== Given instruction 1 ==
According to the abstract below about the Montoneros nursery in Cuba, in what year did the group set up the nursery?
== Given instruction 2 ==
In the abstract below about the Montoneros nursery in Cuba, condense the paragraph beginning "This article examines the conditions" into a bulleted list of its main points.
== Given instruction 3 ==
Write the next passage of the abstract below about the Montoneros nursery in Cuba, beginning right after its final sentence.

== Text section ==
+++++

Published online by Cambridge University Press:  08 November 2022

Isabella Cosse*
Affiliation:
CONICET / Universidad Nacional de San Martín
*
*Corresponding author. Email: isabella.cosse@gmail.com

Abstract

This article examines the conditions that led the Argentine armed group Montoneros to establish a nursery in Cuba, in 1979, to care for the children of exiled members who had decided to return to the country to fight against a dictatorial regime characterised by the crime of enforced disappearance and supported by continental and global alliances. The analysis focuses on the dilemmas children posed for militants and the organisation and how those concerns were in part addressed by setting up a facility to care for the children. The article then considers how that childcare effort by the Montoneros connected with Cuba's internationalist and refugee policies and with continental struggles, as well as looking at how the children involved experienced it. This reconstruction offers a new approach to thinking about political conflicts in the heated Cold War scenario in Latin America, through the lens of children's history and by exploring how love and politics are intertwined.

+++++

== Records provided ==
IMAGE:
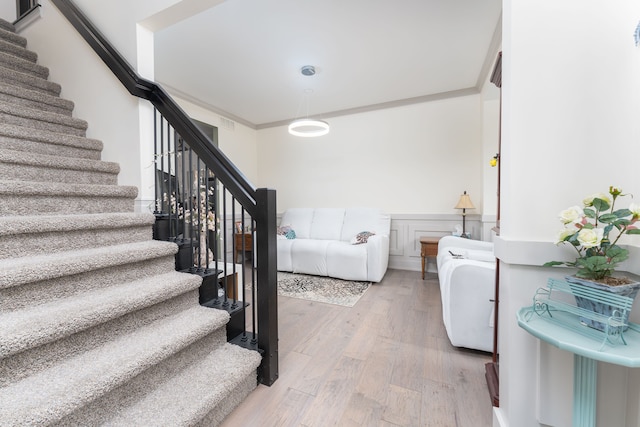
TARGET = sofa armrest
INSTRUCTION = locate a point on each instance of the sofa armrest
(459, 242)
(377, 256)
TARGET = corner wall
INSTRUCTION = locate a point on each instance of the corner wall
(571, 96)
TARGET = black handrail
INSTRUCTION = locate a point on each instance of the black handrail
(223, 168)
(259, 203)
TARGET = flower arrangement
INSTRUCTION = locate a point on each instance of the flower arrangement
(588, 230)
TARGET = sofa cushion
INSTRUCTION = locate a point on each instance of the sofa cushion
(361, 237)
(309, 256)
(364, 219)
(284, 261)
(347, 261)
(327, 224)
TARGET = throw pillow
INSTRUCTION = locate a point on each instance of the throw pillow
(286, 232)
(361, 237)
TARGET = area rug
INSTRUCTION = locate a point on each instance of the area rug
(321, 289)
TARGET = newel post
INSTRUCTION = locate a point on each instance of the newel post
(267, 279)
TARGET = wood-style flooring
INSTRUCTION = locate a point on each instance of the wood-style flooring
(386, 361)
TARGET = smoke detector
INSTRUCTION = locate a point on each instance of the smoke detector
(308, 70)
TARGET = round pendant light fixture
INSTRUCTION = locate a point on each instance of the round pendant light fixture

+++++

== Task result 1 ==
1979

== Task result 2 ==
- Subject: why the Argentine armed group Montoneros set up a nursery in Cuba in 1979 for the children of exiled members who returned to Argentina to fight a dictatorship marked by enforced disappearance and backed by continental and global alliances.
- Focus: the dilemmas children posed for militants and for the organization, which the nursery partly addressed.
- Further topics: how the effort tied in with Cuba's internationalist and refugee policies and with continental struggles, and how the children experienced it.
- Contribution: a new way to study Cold War political conflict in Latin America through children's history and the intertwining of love and politics.

== Task result 3 ==
Niñez, amor y política: la ‘guardería’ montonera en cuba durante la guerra fría: spanish abstract

Niñez, amor y política: La ‘guardería’ montonera en Cuba durante la Guerra Fría: Spanish abstract

Este artículo examina las condiciones que llevaron a que el grupo armado argentino Montoneros estableciera una guardería en Cuba, en 1979, con el fin de cuidar a los hijos de militantes exiliados que habían decidido retornar a su país para combatir un régimen dictatorial caracterizado por el crimen de desaparición forzada y apoyado por alianzas continentales y globales. El análisis se centra en los dilemas que los niños abrieron para los militantes y la organización y cómo estas preocupaciones fueron en parte resueltas al establecerse un espacio para el cuidado de los menores. El artículo luego considera cómo este esfuerzo de cuidado infantil de parte de Montoneros se relacionó con las políticas internacionalistas y de refugio de Cuba y con las luchas continentales, a la vez que examina cómo lo vivieron los niños. Tal reconstrucción ofrece un nuevo enfoque para pensar los conflictos políticos en la coyuntura caliente de la Guerra Fría en América Latina a través del lente de la historia de los niños, a la vez que explora el entrelazamiento del amor y la política.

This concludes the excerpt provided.